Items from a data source

######

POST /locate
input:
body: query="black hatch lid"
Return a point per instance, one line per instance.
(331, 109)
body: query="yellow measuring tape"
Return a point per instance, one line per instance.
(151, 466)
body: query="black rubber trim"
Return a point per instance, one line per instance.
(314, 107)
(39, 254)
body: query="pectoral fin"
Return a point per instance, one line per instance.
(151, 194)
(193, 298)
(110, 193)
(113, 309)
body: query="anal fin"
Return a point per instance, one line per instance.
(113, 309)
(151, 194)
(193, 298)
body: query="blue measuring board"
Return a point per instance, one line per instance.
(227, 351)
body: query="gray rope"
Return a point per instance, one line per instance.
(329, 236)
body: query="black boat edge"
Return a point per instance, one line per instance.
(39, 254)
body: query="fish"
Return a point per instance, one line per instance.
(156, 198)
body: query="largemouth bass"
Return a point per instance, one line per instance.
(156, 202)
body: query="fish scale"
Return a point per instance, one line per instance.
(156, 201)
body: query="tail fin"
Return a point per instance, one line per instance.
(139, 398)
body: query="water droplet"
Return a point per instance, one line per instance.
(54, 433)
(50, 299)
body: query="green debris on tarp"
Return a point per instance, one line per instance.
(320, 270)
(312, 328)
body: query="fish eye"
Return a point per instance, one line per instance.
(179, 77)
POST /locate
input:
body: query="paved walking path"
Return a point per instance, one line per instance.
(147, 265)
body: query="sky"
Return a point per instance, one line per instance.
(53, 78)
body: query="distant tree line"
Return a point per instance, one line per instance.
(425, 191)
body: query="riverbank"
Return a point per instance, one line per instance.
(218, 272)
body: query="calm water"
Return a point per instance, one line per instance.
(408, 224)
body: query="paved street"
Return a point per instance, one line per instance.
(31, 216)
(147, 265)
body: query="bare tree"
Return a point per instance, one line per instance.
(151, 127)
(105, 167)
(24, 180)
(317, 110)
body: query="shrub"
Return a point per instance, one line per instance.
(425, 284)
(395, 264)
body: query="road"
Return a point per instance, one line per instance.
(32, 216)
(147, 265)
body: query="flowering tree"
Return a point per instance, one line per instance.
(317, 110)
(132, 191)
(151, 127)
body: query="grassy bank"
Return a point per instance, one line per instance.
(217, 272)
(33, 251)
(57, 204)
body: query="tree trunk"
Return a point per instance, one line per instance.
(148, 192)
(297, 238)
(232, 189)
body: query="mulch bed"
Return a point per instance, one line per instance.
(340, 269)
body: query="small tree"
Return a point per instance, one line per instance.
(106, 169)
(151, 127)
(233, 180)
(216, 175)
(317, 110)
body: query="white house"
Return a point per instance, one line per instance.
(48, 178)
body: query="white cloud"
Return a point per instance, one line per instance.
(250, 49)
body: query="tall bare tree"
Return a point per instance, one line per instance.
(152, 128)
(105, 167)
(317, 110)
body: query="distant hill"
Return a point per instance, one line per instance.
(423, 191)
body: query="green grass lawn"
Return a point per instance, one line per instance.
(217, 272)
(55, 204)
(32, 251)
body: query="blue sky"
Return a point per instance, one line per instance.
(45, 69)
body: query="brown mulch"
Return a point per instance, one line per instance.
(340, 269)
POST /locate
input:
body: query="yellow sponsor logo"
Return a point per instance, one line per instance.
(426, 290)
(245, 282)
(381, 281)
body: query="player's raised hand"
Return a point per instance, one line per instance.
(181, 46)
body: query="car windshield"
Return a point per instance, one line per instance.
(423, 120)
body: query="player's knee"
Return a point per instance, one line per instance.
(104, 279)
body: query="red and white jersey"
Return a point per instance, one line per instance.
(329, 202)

######

Print all the data exactly.

POST /locate
input:
body: query="black hatch lid"
Return a point per instance, one line per instance.
(331, 109)
body: query="yellow measuring tape"
Return a point per instance, one line per instance.
(151, 466)
body: query="black rubber trim"
Return a point per instance, one line per instance.
(314, 107)
(39, 254)
body: query="pectoral fin"
Return a point per instance, one line per instance.
(151, 194)
(193, 298)
(110, 193)
(113, 309)
body: query="anal fin"
Return a point per instance, one line per instance.
(113, 309)
(151, 194)
(193, 298)
body: query="blue measuring board"
Return a point per instance, one line per instance.
(227, 351)
body: query="gray rope"
Return a point per instance, one line per instance.
(329, 236)
body: query="black boat edge"
Return a point per instance, one line per instance.
(39, 254)
body: query="fish"
Return a point per instance, one line per instance.
(156, 198)
body: query="largemouth bass"
Return a point per instance, one line per instance.
(156, 202)
body: query="fish scale"
Return a point per instance, one line per instance.
(156, 201)
body: query="tail fin"
Return a point per instance, one line per instance.
(139, 398)
body: query="water droplet"
Return a point per instance, one line per instance.
(54, 433)
(50, 299)
body: query="green debris on tarp"
Return a point per instance, one line per instance.
(320, 270)
(312, 328)
body: query="fish eye"
Return a point per instance, one line per instance.
(179, 77)
POST /locate
input:
body: query="paved walking path"
Return a point per instance, one line per instance.
(147, 265)
body: query="sky"
Return a point per instance, one line per instance.
(53, 78)
body: query="distant tree line"
Return a point per instance, one line per instance.
(425, 191)
body: query="riverbank"
Return a point per instance, one line per instance.
(218, 272)
body: query="calm water"
Return a point per instance, one line per instance.
(408, 224)
body: query="paved street"
Return a point per instance, one line per instance.
(31, 216)
(147, 265)
body: query="bare tree"
Return a point per instance, one line per instance.
(151, 127)
(105, 167)
(24, 180)
(317, 110)
body: query="shrub"
Return a point per instance, one line per instance.
(425, 284)
(395, 264)
body: query="road"
Return a point per instance, one line per instance.
(32, 216)
(147, 265)
body: query="flowering tree"
Return a point per instance, one line per instance.
(317, 110)
(132, 191)
(151, 127)
body: query="grassy bank"
Return a point per instance, one line per instance.
(217, 272)
(33, 251)
(57, 204)
body: query="tree trunk"
Return a point per instance, one line per instance.
(148, 192)
(297, 238)
(232, 189)
body: query="mulch bed"
Return a point per instance, one line per instance.
(340, 269)
body: query="small tree"
Return a point per instance, one line per instance.
(106, 169)
(151, 127)
(233, 180)
(216, 175)
(317, 110)
body: query="white house"
Return a point per instance, one line per instance.
(48, 178)
body: query="white cloud"
Return a point per instance, one line per instance.
(250, 49)
body: query="tall bare tree"
Return a point per instance, one line per instance.
(152, 128)
(105, 167)
(317, 110)
body: query="distant hill"
Return a point per instance, one line per instance.
(423, 191)
body: query="green grass lawn"
Return a point per instance, one line per instance.
(217, 272)
(55, 204)
(32, 251)
body: query="blue sky"
Return a point per instance, one line per instance.
(45, 69)
body: query="brown mulch"
Return a point per instance, one line per instance.
(340, 269)
POST /locate
input:
body: query="yellow sponsor logo"
Return a point per instance, one line per instance.
(426, 290)
(245, 282)
(381, 281)
body: query="player's raised hand"
Return a point per instance, one line per instance.
(181, 46)
body: query="car windshield"
Return a point per instance, one line per instance.
(423, 120)
body: query="player's knee"
Return a point per instance, one line per instance.
(104, 279)
body: query="red and white jersey"
Return a point per instance, one line per instance.
(329, 202)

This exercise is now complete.